━━ Task data

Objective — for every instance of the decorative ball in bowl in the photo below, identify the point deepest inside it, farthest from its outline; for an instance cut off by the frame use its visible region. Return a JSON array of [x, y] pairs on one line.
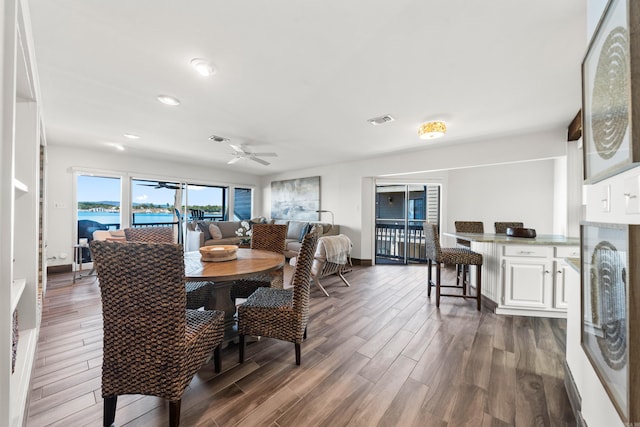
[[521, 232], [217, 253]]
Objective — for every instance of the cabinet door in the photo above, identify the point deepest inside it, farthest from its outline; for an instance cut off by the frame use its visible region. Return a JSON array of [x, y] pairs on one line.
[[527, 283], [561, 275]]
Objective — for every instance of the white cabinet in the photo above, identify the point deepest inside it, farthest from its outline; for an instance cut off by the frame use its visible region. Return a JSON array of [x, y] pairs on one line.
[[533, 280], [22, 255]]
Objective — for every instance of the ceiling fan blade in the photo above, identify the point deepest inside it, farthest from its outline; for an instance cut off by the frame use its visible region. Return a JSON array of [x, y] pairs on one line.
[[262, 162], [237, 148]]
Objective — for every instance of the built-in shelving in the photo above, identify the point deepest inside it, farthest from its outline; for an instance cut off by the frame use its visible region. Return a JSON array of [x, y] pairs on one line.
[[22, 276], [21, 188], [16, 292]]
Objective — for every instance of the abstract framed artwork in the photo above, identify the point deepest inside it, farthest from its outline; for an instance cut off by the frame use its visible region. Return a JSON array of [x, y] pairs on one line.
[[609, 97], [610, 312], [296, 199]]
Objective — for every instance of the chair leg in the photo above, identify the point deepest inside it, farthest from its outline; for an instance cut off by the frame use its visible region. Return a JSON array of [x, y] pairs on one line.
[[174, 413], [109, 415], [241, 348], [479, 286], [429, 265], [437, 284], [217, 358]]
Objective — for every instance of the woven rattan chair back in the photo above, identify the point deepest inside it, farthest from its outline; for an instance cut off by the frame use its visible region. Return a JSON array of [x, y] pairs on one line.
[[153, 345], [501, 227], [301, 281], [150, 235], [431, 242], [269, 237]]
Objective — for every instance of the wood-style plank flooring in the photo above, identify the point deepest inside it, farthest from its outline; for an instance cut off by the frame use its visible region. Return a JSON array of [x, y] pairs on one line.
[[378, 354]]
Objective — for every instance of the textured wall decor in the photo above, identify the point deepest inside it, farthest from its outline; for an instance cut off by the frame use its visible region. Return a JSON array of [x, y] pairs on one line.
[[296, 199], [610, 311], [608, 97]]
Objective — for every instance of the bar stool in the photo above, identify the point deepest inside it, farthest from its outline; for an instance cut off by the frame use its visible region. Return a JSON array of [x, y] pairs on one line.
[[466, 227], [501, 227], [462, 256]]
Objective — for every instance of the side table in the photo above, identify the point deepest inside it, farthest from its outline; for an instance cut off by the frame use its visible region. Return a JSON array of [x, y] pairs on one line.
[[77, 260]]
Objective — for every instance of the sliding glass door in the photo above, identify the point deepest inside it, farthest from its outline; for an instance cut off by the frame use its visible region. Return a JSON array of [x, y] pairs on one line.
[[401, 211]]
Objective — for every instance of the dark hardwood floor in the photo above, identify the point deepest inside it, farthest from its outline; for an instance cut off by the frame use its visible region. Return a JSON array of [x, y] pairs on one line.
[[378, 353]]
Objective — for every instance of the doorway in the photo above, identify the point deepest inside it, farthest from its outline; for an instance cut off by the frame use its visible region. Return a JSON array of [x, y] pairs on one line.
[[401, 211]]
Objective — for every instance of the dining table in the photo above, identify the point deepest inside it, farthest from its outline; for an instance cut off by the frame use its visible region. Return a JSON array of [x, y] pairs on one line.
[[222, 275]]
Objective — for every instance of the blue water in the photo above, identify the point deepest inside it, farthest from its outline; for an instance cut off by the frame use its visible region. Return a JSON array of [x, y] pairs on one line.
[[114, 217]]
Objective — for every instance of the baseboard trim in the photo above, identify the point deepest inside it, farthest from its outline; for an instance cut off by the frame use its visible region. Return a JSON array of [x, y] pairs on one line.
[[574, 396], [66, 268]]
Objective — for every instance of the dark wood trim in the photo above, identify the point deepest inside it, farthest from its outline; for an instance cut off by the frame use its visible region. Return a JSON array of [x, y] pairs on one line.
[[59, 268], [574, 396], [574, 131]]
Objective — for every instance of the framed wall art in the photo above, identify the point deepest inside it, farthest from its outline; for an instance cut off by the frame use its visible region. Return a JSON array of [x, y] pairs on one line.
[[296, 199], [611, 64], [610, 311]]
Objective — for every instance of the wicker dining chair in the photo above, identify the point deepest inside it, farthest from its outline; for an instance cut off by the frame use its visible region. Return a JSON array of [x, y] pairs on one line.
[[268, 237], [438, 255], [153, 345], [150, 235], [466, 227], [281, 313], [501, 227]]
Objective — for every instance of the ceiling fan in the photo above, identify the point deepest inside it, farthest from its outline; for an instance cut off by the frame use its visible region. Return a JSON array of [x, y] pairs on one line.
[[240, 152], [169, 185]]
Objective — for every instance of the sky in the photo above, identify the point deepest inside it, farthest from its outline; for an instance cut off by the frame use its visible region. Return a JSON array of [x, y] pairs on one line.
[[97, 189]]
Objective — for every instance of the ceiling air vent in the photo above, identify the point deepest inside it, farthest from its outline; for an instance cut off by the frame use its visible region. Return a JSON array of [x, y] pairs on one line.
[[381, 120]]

━━━━

## Description of the task:
Copy out the listing above in full and leave out its pictures.

## Answer area:
Objective — for every instance of the decorative ball in bowl in the photo below, identify the point deepest inside it, farthest from its outline; for an instance cut off by the frame use its visible region. Return a JSON array of [x, y] pairs on one line.
[[521, 232], [217, 253]]
Objective — for every instance of the cabinet door in the photo above, identify the point deepest inside it, farthest from its outline; for an instance cut off by the frame use its visible region. Return a JSON array of [x, y] pairs on one line.
[[527, 283], [561, 275]]
Objective — for every instance of the white cabinet in the photo above, identify the point deepest inside it, farthest from its outline; for an instance cut off by the frame use its visible region. Return a JSON array of [x, y] pairs on one line.
[[533, 280], [22, 255]]
Objective — for every instance of the ceiling fan blade in the photo above, identify the point deepest inside it, farthest from its outline; for an instance cut off by the frame use its visible region. Return a JSON array of [x, y] pairs on one line.
[[262, 162], [237, 148]]
Objective — for every instance of the built-in shelving in the photo above, identify the point deepest inside it, farthest from its outline; for an instance cut off by the frame use its visible region. Return a JSON array of [x, y] pairs on one line.
[[22, 276], [21, 188], [16, 292]]
Objective — for every instance of the abstract framed artwork in the photo above, identify the point deepest inside it, farthest from its outline; for an instance cut off by the frame use its visible region. Return a JSON array of [x, y] pairs on one line.
[[609, 97], [610, 312], [296, 199]]
Objective — for every instance of the chair leg in the photo above, identify the point deepest inside it, farthest from its outline; for an instance cut off by the frame use its visible region. Return a JSON array of [x, y] pairs on one line.
[[174, 413], [109, 415], [241, 348], [479, 286], [429, 265], [437, 284], [217, 358]]
Objective — for every instance of the woven rattan chair back in the photo above, identify the point deepest inside it, farthest from its outline; for an instance cut off by the frame use its visible region. Return a JSON array of [x, y] pairs on one line.
[[153, 345], [501, 227], [301, 281], [150, 235], [431, 242], [269, 237]]
Objective — for every instance of the wood-style plank flooring in the photo above, identify the point deepest inside it, farthest from its outline; for an instance cut off by the frame use its visible region. Return a JSON array of [x, y] pairs on one line.
[[378, 354]]
Objective — for every instance of the textured wall decor in the photo above, identify the point deepest inside it, farthest from its outline; for an instance cut off by the frame use its visible region. Return a JSON array of [x, y] pairs on one line.
[[296, 199], [610, 311], [608, 97]]
Objective — for every instance of the bar stool in the photo above, identify the point deepest inside it, farthest from its outline; for an instance cut off by the frame use its visible region. Return a JSON array of [x, y] pairs on one line.
[[466, 227], [501, 227], [462, 256]]
Objective — for every instance of the side table in the photo above, identify the point deepest inside it, farthest from its outline; for an instance cut off by the frame use its visible region. Return a JSON array of [x, y] pairs on one line.
[[77, 260]]
Objective — for every instance of the sliding glass door in the photo above, identify the point deepest inside it, farthest from its outline; for an instance cut off by the frame use its visible region. Return a JSON array of [x, y] pairs on one line.
[[401, 211]]
Objective — for every instance of the dark hardwood floor in the photo above, identify the point deepest inside it, farthest from its outline; for an instance cut off by the frame use its visible region. Return a JSON array of [x, y] pairs on one line.
[[378, 353]]
Objective — for every instance of the doorway in the photo above, identify the point deepest inside it, farthest from its outline; for an instance cut off by the frame use its visible region. Return a JSON array of [x, y] pairs on one line.
[[401, 211]]
Objective — for every instance of the dining table in the photo above, identify the point deepest inside it, farthest from its outline; for an instance cut off by the frame use its visible region. Return a JSON array of [x, y] pairs on one line.
[[222, 275]]
Objective — for every instance of the blue water in the photo above, identify the point deepest inside it, farthest from its outline; for an instance cut off by the frame use its visible region. Return a JSON array of [x, y] pairs on one line.
[[114, 217]]
Objective — for every instance of the baseboard trim in the photo above, identify the point deepest inside it, farthest from its outline; for an instance cut off by the frame use its visible region. Return a JSON array of [x, y] pairs on one line.
[[574, 396], [66, 268]]
Objective — for every instance of the dark wood trim in the photo above, identify the point deepest inside it, farthest from its outline; for an instance cut off by the frame use its visible region. Return a JSON array of [x, y] pairs on one line.
[[59, 268], [574, 396], [574, 131]]
Objective — for every instance of the framed wall art in the photo above, identify the point deepest inside it, farthest from its outline; for an instance cut off by the frame use its visible region. Return a JSON array of [x, y] pairs on one line.
[[296, 199], [611, 64], [610, 311]]
Objective — for every instance of the wicker dining chair in the photo above, identify the point deepest inside it, farthest from its outline; for an instance cut off by the frame use its visible region. Return a JSON array of [x, y] pairs on one line.
[[268, 237], [438, 255], [153, 345], [150, 235], [466, 227], [281, 313], [501, 227]]
Objective — for every instance of the ceiling fan in the photo above, identify the point deepest inside it, farthest from its outline; for an instance cut off by the frame use its visible region. Return a JSON array of [x, y] pairs on one line.
[[240, 152], [169, 185]]
Objective — for every instance of the sky in the photo above, identify the point deepest inside it, farthest from its outline; for an instance cut off by the frame use its visible region. Return a JSON array of [x, y] pairs on one line.
[[97, 189]]
Objective — for every instance of the ceiling air vent in the photo above, identify the point deepest inside it, farthest from its outline; for an instance cut off by the frame use its visible region. Return a JSON array of [x, y] pairs on one line.
[[381, 120]]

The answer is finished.